Task details:
Copy all entries exactly.

⁂

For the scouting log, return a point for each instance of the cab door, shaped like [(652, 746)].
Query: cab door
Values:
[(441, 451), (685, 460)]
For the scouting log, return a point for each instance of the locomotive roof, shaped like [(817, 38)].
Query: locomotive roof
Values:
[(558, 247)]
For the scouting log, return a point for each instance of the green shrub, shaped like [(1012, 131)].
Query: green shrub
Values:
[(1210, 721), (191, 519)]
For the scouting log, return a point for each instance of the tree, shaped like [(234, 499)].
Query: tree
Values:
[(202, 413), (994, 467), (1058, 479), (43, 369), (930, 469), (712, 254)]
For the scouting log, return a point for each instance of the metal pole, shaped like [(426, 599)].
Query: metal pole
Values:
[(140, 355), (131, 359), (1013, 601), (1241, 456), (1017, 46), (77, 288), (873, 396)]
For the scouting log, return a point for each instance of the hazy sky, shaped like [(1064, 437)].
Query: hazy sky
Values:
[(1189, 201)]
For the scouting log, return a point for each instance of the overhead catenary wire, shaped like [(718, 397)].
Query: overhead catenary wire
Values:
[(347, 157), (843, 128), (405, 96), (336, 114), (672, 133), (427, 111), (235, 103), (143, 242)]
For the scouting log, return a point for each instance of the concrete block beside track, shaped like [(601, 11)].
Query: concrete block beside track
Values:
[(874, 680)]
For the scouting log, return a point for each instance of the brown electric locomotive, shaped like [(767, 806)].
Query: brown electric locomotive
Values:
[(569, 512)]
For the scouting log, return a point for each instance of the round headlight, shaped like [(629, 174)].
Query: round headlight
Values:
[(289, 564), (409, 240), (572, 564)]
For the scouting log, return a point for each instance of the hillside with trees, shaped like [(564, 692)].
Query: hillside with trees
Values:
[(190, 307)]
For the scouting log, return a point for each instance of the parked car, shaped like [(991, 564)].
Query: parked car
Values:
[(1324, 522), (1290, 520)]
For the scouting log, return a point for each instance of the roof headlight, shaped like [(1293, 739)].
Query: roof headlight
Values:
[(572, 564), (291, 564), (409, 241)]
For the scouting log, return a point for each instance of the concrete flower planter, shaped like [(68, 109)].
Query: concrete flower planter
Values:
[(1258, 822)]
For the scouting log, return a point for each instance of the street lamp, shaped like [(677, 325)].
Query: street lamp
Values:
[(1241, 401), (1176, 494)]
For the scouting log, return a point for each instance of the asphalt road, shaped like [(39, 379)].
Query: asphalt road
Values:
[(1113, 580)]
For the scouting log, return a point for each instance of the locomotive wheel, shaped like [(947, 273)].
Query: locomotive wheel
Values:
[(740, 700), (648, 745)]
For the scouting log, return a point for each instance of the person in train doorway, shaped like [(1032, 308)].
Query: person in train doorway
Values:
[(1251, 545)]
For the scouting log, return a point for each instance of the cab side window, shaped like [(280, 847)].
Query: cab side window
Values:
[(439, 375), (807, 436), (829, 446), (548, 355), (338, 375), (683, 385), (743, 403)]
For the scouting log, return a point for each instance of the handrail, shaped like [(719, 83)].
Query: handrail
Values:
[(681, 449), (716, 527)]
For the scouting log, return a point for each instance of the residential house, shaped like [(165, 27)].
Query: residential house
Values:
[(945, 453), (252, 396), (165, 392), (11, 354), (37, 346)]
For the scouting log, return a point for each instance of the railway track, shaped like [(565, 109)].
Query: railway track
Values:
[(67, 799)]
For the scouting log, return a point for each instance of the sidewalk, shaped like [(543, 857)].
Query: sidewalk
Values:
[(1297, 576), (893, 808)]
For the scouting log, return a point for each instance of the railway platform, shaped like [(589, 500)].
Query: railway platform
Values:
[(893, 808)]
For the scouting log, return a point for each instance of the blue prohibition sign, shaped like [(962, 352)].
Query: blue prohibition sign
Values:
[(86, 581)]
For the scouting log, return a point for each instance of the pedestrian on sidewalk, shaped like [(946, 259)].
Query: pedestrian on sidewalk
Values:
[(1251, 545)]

⁂

Final answer:
For the scouting log, return a point for each instance of the cab door, shaped like [(652, 746)].
Query: cab door
Values:
[(441, 451), (685, 460)]
For the scouting log, return a point for each instance of the locomotive roof, shaped like [(817, 38)].
Query: locomotive roof
Values:
[(558, 247)]
For the scouting log, return a point for each instance of the green shrub, shaped like [(1012, 131)].
Query: green shrub
Values:
[(1210, 721), (191, 519)]
For the scouting log, return a point for each instance of the tree, shaped like [(234, 499)].
Query: tree
Values:
[(202, 413), (994, 467), (1058, 479), (43, 369), (930, 469), (712, 254)]
For the scouting log, return a point for each instance of the metal pole, shaped like [(426, 599)].
Query: metal pole
Values:
[(140, 355), (131, 359), (1013, 601), (1241, 456), (1017, 46), (77, 288), (873, 396)]
For the scouting log, return a point for each instance of the hazy sky, shaped like [(1064, 437)].
Query: hazy sky
Values:
[(1189, 201)]
For the scouting log, return a point for each instance of the overhead catenary wire, shaped like [(718, 397)].
Query: overhead catenary wire
Values:
[(347, 157), (843, 128), (405, 96), (336, 114), (672, 133), (427, 111), (235, 103), (143, 242)]
For the scouting log, return a point for each instance of the concrete block beside track, shaped like [(601, 11)].
Query: concrete block beside track
Values:
[(874, 680)]
For the scouting log, return a point for each instance of the brown electric locomotive, shaped like [(767, 806)].
Query: brown electric locomotive
Values:
[(569, 512)]
For the scouting log, return a point for each instance of the round headlight, shaped like [(629, 174)].
Query: round headlight
Values:
[(289, 564), (409, 240), (572, 564)]
For the scouting log, return a point for each instance of the hillside with trees, shaped like [(564, 692)].
Query: hillside with trees
Values:
[(190, 307)]
For the scouting log, return a point for each instance of the parked car, shaped like [(991, 564)].
Query: parked car
Values:
[(1324, 522), (1290, 520)]
For the scouting log, return a point for each instance of the roof headlight, shaped like [(1293, 739)].
Query: roof headlight
Values:
[(572, 564), (291, 564), (409, 241)]
For the scouting log, return a point for each instance of the concrete flower planter, shaped like [(68, 109)].
Query: concrete flower planter
Values:
[(1258, 822)]
For the scouting log, return a point for each instance of the street lamp, shaped like [(677, 325)].
Query: street lamp
Values:
[(1241, 401), (1176, 494)]
For the scouting log, return a point for each instance of the asphalt road, shaped like [(39, 379)].
Query: asphalt road
Values:
[(1113, 580)]
For the scouting log, return a point for each instance of the locomotive wheel, shaped like [(947, 273)].
Query: locomotive wheel
Values:
[(740, 700), (648, 745)]
For the scouting log, return a point for each instance of the person in train doorway, shaped like [(1032, 308)].
Query: person in train doorway
Values:
[(1251, 545)]
For the scouting log, return a point for each instance of the cab side window, shaped like [(280, 847)].
Query: cab side window
Values:
[(439, 375), (807, 436), (829, 446), (548, 355), (338, 375), (683, 385), (743, 403)]
For the scouting log, return a point for each instance of the handrail, shaped like [(719, 83)].
Query: handrail
Values:
[(681, 449), (716, 527)]
For the scouting log, return a point for each instance of the residential house, shaped like [(165, 27)].
Query: residential house
Values:
[(945, 453), (252, 396), (165, 392), (11, 354), (37, 346)]
For the scouting log, return a point for each instance of the railway track, shaped like [(565, 109)].
Query: railway track
Values:
[(67, 799)]
For the scouting log, return a point for each instance of the sidewalk, shaped like [(543, 857)].
Query: sidewalk
Values:
[(1297, 576), (893, 808)]
For the scouting log, return a point for each instance of the railway platform, shaped like [(589, 500)].
Query: railway platform
Values:
[(893, 808)]
For the scouting log, return a point for each instance of the blue prohibition sign, shaped like [(962, 352)].
Query: blue prohibition sign
Values:
[(86, 581)]
For the scouting log, return a point for each instance of the pedestrian on sidewalk, shaped like [(946, 259)].
Query: pedestrian on sidewalk
Values:
[(1251, 545)]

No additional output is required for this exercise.